> PROBLEM: Scan the entries for lines with the word "multi" and copy those lines.

(Stored data entries)
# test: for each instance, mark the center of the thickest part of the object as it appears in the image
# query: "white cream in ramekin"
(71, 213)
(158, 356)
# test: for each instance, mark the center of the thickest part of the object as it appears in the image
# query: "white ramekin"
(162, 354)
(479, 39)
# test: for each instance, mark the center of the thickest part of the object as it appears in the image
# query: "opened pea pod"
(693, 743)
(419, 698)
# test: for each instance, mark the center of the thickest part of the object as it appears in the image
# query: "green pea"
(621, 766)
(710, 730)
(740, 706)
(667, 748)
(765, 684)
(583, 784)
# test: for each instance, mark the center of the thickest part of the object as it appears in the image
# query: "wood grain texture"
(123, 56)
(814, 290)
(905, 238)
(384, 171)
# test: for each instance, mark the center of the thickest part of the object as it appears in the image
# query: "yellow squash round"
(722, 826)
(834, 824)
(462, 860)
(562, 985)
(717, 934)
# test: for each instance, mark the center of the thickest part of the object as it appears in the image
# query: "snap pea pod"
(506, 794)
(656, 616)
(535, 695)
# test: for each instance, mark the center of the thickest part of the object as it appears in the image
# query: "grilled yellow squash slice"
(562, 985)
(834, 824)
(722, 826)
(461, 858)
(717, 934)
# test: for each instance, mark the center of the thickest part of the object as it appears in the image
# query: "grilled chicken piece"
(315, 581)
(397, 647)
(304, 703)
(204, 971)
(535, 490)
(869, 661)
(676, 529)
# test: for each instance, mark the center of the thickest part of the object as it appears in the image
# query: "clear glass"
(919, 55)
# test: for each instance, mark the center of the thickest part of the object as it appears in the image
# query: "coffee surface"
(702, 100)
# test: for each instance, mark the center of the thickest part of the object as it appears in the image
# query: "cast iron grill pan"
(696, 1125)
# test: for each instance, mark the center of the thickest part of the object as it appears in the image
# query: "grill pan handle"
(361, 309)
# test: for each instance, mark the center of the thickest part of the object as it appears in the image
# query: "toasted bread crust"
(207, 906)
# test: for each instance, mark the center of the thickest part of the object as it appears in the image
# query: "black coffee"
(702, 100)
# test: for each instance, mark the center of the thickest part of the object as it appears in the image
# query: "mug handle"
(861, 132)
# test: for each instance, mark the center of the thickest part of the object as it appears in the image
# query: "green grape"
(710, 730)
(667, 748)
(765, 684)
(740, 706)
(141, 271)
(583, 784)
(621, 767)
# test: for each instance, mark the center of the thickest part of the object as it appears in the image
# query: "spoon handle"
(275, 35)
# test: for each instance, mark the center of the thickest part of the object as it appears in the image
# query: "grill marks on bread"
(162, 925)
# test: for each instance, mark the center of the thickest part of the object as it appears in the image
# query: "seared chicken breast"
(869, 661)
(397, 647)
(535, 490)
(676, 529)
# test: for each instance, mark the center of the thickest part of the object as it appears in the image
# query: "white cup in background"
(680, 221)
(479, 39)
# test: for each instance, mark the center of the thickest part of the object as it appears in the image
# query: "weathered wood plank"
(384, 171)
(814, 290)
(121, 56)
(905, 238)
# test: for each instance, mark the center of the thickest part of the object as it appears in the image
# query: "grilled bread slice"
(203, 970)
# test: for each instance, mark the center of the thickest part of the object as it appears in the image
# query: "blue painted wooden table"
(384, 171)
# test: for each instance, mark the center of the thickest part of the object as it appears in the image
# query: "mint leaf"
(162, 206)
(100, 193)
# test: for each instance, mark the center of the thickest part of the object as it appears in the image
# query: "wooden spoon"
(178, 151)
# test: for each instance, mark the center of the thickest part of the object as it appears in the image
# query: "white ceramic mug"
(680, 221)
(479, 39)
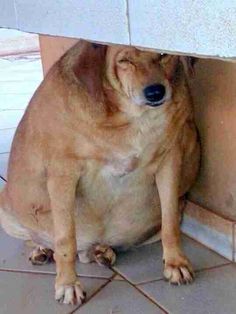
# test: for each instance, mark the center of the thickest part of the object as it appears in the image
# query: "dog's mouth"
(155, 104)
(160, 102)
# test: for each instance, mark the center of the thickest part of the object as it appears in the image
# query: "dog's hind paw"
(41, 256)
(178, 271)
(104, 255)
(70, 294)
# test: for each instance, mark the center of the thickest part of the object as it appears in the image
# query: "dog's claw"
(104, 255)
(41, 256)
(178, 271)
(70, 294)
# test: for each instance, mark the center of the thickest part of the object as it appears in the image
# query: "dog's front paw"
(178, 269)
(70, 294)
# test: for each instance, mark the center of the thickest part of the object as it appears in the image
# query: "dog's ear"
(188, 65)
(89, 68)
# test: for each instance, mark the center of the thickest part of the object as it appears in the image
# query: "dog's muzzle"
(155, 94)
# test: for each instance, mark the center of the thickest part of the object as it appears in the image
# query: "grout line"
(20, 271)
(1, 177)
(95, 293)
(38, 272)
(213, 267)
(3, 110)
(128, 20)
(142, 292)
(12, 128)
(16, 14)
(204, 245)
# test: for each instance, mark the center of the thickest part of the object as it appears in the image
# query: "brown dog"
(105, 150)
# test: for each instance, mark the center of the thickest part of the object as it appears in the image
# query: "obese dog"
(105, 151)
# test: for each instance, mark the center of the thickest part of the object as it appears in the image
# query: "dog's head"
(142, 77)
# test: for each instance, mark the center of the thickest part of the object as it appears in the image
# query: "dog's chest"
(144, 143)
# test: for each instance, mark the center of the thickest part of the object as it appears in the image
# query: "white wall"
(203, 27)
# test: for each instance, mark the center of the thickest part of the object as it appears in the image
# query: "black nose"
(154, 94)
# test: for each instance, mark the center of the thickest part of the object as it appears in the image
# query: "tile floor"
(135, 284)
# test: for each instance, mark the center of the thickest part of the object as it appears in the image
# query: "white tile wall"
(91, 19)
(19, 78)
(7, 14)
(201, 27)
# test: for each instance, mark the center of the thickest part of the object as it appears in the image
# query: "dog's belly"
(117, 211)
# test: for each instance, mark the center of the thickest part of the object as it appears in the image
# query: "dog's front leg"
(177, 268)
(61, 190)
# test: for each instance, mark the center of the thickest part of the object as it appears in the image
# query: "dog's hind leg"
(41, 256)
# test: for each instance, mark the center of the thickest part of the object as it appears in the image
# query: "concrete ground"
(135, 285)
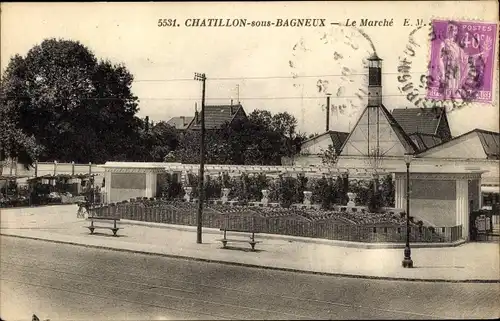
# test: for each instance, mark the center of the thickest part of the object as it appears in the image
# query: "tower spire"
(374, 80)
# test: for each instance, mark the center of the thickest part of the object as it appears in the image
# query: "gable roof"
(218, 115)
(489, 142)
(406, 142)
(180, 122)
(419, 120)
(337, 138)
(424, 141)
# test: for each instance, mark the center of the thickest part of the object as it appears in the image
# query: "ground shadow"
(438, 267)
(241, 249)
(105, 234)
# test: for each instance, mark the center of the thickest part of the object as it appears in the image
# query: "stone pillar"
(265, 197)
(480, 194)
(352, 199)
(151, 178)
(188, 190)
(400, 193)
(307, 197)
(462, 204)
(225, 195)
(107, 187)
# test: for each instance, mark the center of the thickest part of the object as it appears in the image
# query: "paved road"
(59, 281)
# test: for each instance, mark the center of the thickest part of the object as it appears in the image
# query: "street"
(58, 281)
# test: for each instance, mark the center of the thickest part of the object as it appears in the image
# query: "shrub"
(170, 188)
(287, 191)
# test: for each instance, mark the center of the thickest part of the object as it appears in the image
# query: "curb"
(348, 244)
(343, 275)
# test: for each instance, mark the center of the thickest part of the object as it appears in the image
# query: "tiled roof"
(490, 142)
(409, 145)
(216, 116)
(417, 120)
(181, 122)
(424, 141)
(338, 139)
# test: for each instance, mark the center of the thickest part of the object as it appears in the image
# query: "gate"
(483, 227)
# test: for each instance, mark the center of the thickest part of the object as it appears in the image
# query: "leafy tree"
(77, 107)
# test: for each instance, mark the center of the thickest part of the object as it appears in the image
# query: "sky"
(274, 68)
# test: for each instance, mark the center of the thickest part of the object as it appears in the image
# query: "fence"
(326, 229)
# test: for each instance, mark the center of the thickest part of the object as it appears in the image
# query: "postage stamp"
(462, 60)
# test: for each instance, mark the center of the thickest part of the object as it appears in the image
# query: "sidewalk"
(470, 262)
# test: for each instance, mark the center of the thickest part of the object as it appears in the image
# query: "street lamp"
(407, 261)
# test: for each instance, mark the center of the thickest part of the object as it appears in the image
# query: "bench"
(251, 241)
(113, 228)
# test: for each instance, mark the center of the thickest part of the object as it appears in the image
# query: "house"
(380, 139)
(313, 148)
(432, 124)
(218, 115)
(180, 122)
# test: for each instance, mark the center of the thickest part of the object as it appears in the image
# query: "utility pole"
(327, 112)
(202, 78)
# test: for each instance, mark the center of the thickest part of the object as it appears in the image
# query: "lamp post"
(407, 261)
(199, 216)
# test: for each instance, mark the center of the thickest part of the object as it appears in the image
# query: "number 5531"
(167, 23)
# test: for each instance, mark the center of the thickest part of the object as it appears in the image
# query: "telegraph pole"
(202, 78)
(327, 112)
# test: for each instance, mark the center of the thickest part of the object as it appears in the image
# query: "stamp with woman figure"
(462, 61)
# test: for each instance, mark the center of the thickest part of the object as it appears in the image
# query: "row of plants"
(362, 217)
(284, 190)
(373, 227)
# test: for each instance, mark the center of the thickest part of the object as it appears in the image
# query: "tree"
(75, 106)
(14, 142)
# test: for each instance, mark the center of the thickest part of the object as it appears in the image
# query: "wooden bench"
(251, 241)
(113, 228)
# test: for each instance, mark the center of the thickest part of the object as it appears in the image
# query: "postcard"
(249, 160)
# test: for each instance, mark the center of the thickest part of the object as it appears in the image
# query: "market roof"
(424, 141)
(218, 115)
(180, 122)
(418, 120)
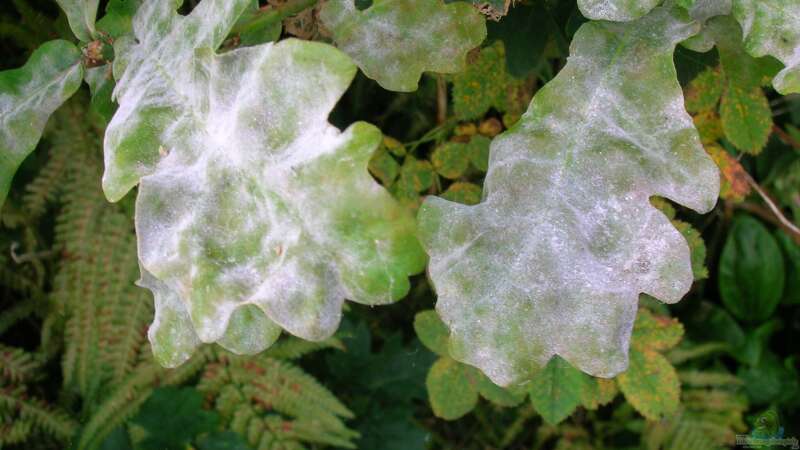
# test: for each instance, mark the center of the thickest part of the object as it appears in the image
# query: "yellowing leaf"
(651, 385)
(651, 332)
(746, 118)
(462, 192)
(552, 262)
(704, 91)
(485, 84)
(734, 178)
(394, 41)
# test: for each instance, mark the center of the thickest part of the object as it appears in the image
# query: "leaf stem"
(786, 138)
(779, 218)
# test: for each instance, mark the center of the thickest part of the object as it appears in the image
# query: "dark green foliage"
(76, 369)
(751, 272)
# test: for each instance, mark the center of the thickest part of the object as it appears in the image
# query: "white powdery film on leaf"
(553, 260)
(395, 41)
(772, 27)
(28, 95)
(254, 214)
(616, 10)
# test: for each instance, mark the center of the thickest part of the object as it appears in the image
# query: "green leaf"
(172, 417)
(416, 175)
(704, 91)
(81, 15)
(101, 85)
(431, 331)
(506, 397)
(557, 390)
(746, 118)
(394, 41)
(792, 253)
(450, 159)
(650, 384)
(744, 110)
(697, 249)
(462, 192)
(616, 10)
(381, 388)
(28, 96)
(383, 166)
(249, 199)
(566, 238)
(492, 8)
(772, 27)
(478, 149)
(484, 85)
(524, 38)
(751, 271)
(597, 392)
(451, 389)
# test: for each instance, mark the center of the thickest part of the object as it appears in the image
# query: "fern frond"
(17, 312)
(709, 418)
(46, 186)
(291, 347)
(15, 403)
(126, 399)
(17, 365)
(269, 401)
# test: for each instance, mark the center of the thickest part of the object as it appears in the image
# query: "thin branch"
(776, 215)
(441, 99)
(786, 137)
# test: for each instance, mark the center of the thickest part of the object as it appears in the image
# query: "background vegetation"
(76, 369)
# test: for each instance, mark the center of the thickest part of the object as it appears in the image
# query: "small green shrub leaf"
(484, 85)
(451, 388)
(552, 262)
(751, 271)
(463, 192)
(253, 212)
(772, 27)
(395, 41)
(81, 15)
(450, 159)
(431, 331)
(557, 390)
(506, 397)
(28, 96)
(650, 384)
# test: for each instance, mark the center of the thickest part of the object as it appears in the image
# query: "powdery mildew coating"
(553, 260)
(394, 41)
(772, 27)
(616, 10)
(254, 214)
(28, 96)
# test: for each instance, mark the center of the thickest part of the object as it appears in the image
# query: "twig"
(786, 137)
(441, 99)
(777, 216)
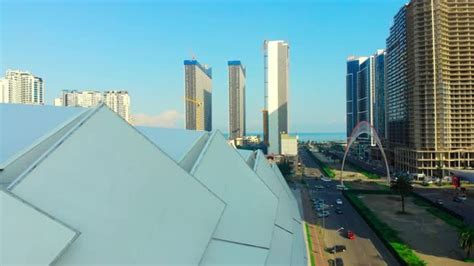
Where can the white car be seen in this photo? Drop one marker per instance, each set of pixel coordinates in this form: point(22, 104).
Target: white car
point(341, 187)
point(323, 214)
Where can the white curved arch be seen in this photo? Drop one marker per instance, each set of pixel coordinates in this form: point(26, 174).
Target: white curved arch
point(364, 127)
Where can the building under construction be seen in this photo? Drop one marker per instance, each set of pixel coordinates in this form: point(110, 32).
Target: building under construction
point(440, 87)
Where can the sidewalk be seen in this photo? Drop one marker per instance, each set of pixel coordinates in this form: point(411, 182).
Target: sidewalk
point(310, 218)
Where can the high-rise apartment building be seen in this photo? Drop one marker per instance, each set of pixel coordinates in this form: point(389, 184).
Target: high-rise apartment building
point(396, 91)
point(440, 77)
point(276, 61)
point(117, 101)
point(21, 87)
point(198, 95)
point(236, 99)
point(365, 90)
point(366, 95)
point(81, 98)
point(379, 90)
point(352, 68)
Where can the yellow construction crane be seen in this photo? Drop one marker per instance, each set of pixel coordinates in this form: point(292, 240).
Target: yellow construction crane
point(199, 116)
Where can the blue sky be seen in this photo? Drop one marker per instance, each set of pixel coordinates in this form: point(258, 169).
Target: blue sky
point(140, 46)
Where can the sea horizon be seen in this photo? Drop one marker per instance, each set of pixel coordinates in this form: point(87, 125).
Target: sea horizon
point(308, 136)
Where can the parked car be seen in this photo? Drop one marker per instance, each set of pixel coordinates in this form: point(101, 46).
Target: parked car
point(350, 235)
point(323, 214)
point(337, 249)
point(341, 187)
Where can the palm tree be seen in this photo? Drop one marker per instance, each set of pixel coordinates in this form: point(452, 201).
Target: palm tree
point(466, 240)
point(402, 186)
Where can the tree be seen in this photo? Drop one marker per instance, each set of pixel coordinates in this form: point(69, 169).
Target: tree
point(402, 186)
point(466, 240)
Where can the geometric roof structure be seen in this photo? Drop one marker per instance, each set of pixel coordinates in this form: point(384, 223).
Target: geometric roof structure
point(110, 193)
point(28, 236)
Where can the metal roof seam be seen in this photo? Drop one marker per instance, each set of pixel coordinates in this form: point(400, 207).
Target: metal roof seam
point(40, 140)
point(240, 243)
point(206, 135)
point(204, 150)
point(52, 148)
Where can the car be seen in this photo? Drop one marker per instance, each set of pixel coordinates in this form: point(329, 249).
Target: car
point(341, 187)
point(350, 235)
point(323, 214)
point(337, 249)
point(339, 262)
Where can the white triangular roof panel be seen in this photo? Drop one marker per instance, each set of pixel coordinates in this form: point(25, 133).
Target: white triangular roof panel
point(251, 206)
point(23, 125)
point(131, 202)
point(28, 236)
point(175, 142)
point(280, 251)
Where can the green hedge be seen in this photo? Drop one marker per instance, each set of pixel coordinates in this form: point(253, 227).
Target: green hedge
point(388, 235)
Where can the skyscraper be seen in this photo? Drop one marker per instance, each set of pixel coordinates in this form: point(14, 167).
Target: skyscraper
point(365, 94)
point(81, 98)
point(198, 95)
point(396, 91)
point(117, 101)
point(440, 77)
point(379, 89)
point(236, 99)
point(353, 67)
point(276, 57)
point(22, 87)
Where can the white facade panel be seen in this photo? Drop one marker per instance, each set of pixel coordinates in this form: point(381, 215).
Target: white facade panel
point(27, 236)
point(21, 126)
point(227, 253)
point(246, 219)
point(131, 203)
point(164, 139)
point(280, 251)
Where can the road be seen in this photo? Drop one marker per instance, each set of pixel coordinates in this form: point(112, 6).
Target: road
point(366, 249)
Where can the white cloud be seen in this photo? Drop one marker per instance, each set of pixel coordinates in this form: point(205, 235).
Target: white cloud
point(168, 118)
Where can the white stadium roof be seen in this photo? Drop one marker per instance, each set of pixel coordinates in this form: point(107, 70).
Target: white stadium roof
point(82, 187)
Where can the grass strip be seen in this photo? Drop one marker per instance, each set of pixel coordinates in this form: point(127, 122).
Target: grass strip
point(437, 212)
point(310, 244)
point(384, 231)
point(328, 171)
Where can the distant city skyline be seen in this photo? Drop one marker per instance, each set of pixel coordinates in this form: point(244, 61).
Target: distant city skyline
point(140, 47)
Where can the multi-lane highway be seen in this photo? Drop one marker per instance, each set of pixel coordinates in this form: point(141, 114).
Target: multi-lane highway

> OUTPUT BELOW:
Where can the multi-lane highway be seen in this photo? Drop one marker per instance, each set of pixel coordinates in this form: point(141, 114).
Target: multi-lane highway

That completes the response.